## BEGIN AVAILABLE DATA

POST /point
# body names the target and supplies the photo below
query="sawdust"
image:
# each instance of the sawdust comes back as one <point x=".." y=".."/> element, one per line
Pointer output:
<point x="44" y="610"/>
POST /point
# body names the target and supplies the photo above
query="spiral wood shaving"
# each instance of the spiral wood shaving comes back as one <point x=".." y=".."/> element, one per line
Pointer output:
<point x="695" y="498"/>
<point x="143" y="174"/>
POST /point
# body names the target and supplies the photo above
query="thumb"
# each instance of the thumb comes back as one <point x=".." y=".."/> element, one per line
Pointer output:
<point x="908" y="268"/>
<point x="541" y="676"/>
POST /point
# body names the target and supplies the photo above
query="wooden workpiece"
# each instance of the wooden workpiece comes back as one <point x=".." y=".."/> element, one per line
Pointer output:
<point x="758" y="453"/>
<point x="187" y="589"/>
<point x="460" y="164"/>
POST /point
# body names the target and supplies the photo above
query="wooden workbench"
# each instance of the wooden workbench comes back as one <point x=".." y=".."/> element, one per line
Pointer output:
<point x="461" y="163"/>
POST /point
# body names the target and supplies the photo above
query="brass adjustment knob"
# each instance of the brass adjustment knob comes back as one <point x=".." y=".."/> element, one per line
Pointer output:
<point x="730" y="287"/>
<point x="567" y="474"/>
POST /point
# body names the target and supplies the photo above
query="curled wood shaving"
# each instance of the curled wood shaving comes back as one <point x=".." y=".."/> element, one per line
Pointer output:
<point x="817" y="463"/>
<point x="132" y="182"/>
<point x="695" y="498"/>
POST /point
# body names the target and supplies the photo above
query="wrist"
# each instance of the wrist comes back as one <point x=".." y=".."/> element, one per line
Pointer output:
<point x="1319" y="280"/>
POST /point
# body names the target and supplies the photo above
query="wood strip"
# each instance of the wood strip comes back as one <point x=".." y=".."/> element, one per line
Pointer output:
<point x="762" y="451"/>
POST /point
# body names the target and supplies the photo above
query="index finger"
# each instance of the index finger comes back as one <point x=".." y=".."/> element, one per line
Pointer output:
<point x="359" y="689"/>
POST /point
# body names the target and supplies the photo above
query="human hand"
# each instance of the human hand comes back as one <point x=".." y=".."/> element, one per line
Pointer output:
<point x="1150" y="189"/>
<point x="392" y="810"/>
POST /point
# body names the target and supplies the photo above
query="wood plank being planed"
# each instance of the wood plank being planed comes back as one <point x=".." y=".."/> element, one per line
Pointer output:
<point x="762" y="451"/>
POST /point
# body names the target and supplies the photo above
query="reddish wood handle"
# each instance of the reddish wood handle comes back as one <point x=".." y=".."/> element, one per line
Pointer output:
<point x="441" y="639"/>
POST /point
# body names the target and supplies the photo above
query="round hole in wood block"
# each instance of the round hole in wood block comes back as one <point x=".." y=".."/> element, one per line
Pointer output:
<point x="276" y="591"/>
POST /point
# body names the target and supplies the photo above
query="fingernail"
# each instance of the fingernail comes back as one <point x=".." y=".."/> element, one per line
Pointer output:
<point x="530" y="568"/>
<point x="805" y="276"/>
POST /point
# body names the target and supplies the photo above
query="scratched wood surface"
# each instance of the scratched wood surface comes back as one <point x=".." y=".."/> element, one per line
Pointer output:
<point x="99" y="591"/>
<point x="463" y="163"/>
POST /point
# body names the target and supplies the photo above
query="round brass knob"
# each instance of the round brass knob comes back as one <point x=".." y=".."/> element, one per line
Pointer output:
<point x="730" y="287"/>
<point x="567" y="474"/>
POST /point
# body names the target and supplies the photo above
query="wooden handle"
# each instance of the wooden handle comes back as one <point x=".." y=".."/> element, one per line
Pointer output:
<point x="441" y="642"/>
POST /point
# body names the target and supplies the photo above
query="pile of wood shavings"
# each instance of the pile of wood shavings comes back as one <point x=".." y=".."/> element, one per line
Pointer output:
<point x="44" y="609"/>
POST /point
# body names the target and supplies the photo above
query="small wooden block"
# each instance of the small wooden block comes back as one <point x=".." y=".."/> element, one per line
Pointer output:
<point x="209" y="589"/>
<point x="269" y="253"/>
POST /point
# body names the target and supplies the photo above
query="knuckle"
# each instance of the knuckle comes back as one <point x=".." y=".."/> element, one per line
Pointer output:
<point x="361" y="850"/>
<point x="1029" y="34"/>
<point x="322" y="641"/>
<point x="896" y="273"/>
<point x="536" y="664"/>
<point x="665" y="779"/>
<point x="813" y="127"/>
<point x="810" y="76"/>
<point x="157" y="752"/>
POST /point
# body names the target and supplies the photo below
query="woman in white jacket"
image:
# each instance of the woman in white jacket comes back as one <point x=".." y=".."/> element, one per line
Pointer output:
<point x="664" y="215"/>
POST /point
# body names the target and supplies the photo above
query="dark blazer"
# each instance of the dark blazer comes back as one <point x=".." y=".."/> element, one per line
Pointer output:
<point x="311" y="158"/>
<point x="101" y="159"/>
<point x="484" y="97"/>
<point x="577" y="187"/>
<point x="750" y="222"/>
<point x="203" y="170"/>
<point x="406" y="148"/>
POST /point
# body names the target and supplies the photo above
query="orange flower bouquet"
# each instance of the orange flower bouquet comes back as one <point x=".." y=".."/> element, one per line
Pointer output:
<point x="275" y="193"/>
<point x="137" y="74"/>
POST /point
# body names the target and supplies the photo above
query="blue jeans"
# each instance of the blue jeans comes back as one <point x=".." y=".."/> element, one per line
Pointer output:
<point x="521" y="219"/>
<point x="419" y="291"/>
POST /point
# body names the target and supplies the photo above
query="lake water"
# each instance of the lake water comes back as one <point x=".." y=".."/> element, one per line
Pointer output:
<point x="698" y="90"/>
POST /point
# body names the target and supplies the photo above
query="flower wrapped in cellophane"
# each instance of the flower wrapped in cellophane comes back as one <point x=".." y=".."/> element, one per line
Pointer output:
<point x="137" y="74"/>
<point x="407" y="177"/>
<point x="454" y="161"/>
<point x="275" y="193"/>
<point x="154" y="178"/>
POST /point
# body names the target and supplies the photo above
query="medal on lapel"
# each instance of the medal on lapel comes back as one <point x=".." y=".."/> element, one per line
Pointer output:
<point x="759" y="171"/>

## END AVAILABLE DATA

# OBJECTIVE
Retype all the records, matching them exactly.

# SOLUTION TO THIS PROBLEM
POST /point
# body names the target and supplies the photo below
query="sawdust"
image:
# each instance of the sawdust comes back as one <point x=".." y=".."/> element, one per line
Pointer output:
<point x="44" y="610"/>
POST /point
# body names the target and supplies the photo above
query="spiral wood shaving"
# each instance of the spiral wood shaving comes back as one <point x=".." y=".."/> element, one per line
Pointer output:
<point x="695" y="498"/>
<point x="143" y="174"/>
POST /point
# body names the target and supplies the photo above
query="thumb"
# each instance of the thumb comes back as one <point x=".." y=".."/> element, one per line
Pointer output:
<point x="908" y="268"/>
<point x="541" y="676"/>
POST /point
# body names the target and supplies the photo above
query="wooden workpiece"
# each instance of the wooden workpiece comes back as one <point x=".." y=".."/> element, one per line
Pointer output:
<point x="758" y="453"/>
<point x="187" y="589"/>
<point x="460" y="164"/>
POST /point
# body names the target and supplies the photo above
query="wooden workbench"
# each instance of the wooden workbench comes back as one <point x=".." y=".."/> element, one per line
Pointer output:
<point x="461" y="163"/>
POST /point
# body names the target and supplies the photo above
query="brass adjustment knob"
# each instance of the brass adjustment knob comes back as one <point x=".." y=".."/> element, one per line
Pointer output:
<point x="730" y="287"/>
<point x="567" y="474"/>
POST /point
# body names the target and supplies the photo above
query="curled wood shaving"
# each instance of the curled wood shaving comes back as one <point x=".." y=".."/> element, one per line
Pointer output:
<point x="817" y="463"/>
<point x="132" y="182"/>
<point x="695" y="498"/>
POST /point
# body names the target and supplies the photo above
query="wrist"
# each instance of the wrist comes back as one <point x=".." y=".."/> element, one per line
Pointer output:
<point x="1319" y="280"/>
POST /point
# body names the target and supplies the photo above
query="wood strip"
# each instance of the wood strip comes back as one <point x=".." y=".."/> element, one per line
Pointer output:
<point x="762" y="451"/>
POST /point
# body names the target and supplies the photo above
query="index finger"
# each instance of the index finger comes back as one <point x=".." y=".."/> element, one per line
Pointer output:
<point x="359" y="689"/>
POST /point
# body names the target and supplies the photo above
query="human hand"
# each instance of the human hand comes back as one <point x=".." y=".."/> element, one per line
Pointer output:
<point x="1150" y="189"/>
<point x="392" y="810"/>
POST /point
# body names the target and supplies the photo above
query="wood plank being planed"
# each instance of the wood plank being planed comes back as one <point x=".." y=".."/> element, one per line
Pointer output:
<point x="762" y="451"/>
POST /point
# body names the target and supplies the photo above
query="reddish wood handle"
# each instance of the reddish wood handle comes back as one <point x=".." y=".."/> element, one per line
Pointer output:
<point x="441" y="639"/>
POST /point
# body names the target and supplies the photo above
query="round hole in wood block"
# each instance of the round hole in wood block comes back as one <point x=".." y=".."/> element, one per line
Pointer output:
<point x="276" y="591"/>
POST /point
# body names the target and supplies the photo above
query="fingernail"
# each instance of the fingernail comes back as one <point x=".." y=".."/> element, one per line
Pointer output:
<point x="530" y="568"/>
<point x="805" y="276"/>
POST /point
# body names the target and supplies the photo above
query="scratched wood surface"
# each instance of the scratched wood surface comes back as one <point x=".." y=".."/> element, one per line
Pointer output:
<point x="99" y="591"/>
<point x="463" y="163"/>
POST /point
# body names the target and supplies the photo above
query="round brass knob"
# each instance of the round brass knob comes back as one <point x=".." y=".."/> element, one per line
Pointer output:
<point x="730" y="287"/>
<point x="567" y="474"/>
POST /point
# body names the target and supplies the photo above
query="wooden handle"
# each instance of the wooden handle comes back as one <point x=".." y=".."/> element, one per line
Pointer output:
<point x="441" y="642"/>
POST /point
# body names the target and supplies the photo above
query="pile of wood shavings"
# each instance of the pile of wood shavings comes back as one <point x=".." y=".."/> element, one per line
Pointer output:
<point x="44" y="609"/>
POST /point
# body names the target and supplies the photo above
query="small wooden block"
# each instance of the small wooden block comes back as one <point x=".." y=".."/> element, one per line
Pointer output:
<point x="209" y="589"/>
<point x="269" y="253"/>
POST /point
# body names the target and supplies the photo above
query="knuckle"
# each instance of the knuckle comes back as one <point x=".." y=".."/> element, one per line
Pointer output:
<point x="361" y="850"/>
<point x="1029" y="34"/>
<point x="322" y="641"/>
<point x="896" y="273"/>
<point x="536" y="664"/>
<point x="665" y="779"/>
<point x="813" y="127"/>
<point x="810" y="76"/>
<point x="157" y="752"/>
POST /point
# body names the target and supplies the photo below
query="woman in white jacket"
image:
# each instance of the woman in white jacket comes back as one <point x=".." y=".."/> element, one per line
Pointer output:
<point x="664" y="215"/>
POST /point
# body names the target and supplies the photo above
query="dark blazer"
# each instance of the dark blazer comes back as one <point x=".." y=".."/> element, one per line
Pointer output:
<point x="311" y="158"/>
<point x="101" y="159"/>
<point x="484" y="97"/>
<point x="577" y="187"/>
<point x="750" y="222"/>
<point x="203" y="170"/>
<point x="406" y="148"/>
POST /point
# body names the target and supplies the photo above
query="orange flower bouquet"
# each instance of the orange flower bouquet comes back as one <point x=".." y=".."/> element, one per line
Pointer output:
<point x="275" y="193"/>
<point x="137" y="74"/>
POST /point
# body names the target and supplies the photo above
query="blue jeans"
# each instance of the blue jeans comes back as one <point x=".." y=".."/> element, one per line
Pointer output:
<point x="521" y="219"/>
<point x="419" y="291"/>
POST /point
# body names the target and supplies the photo above
query="lake water"
# each instance of the lake water comes back as one <point x=".." y=".."/> element, one per line
Pointer output:
<point x="698" y="90"/>
POST /point
# body names the target and supplies the photo above
query="flower wrapped in cellophane"
# each instance of the flower wrapped in cellophane comes back as one <point x=".." y=".."/> element, one per line
Pointer output:
<point x="137" y="74"/>
<point x="407" y="177"/>
<point x="454" y="161"/>
<point x="275" y="193"/>
<point x="154" y="178"/>
POST /point
# body names the target and supplies the photo above
query="medal on lapel"
# each instance of the medal on lapel comes back as one <point x=".." y=".."/> element, one per line
Pointer output:
<point x="759" y="171"/>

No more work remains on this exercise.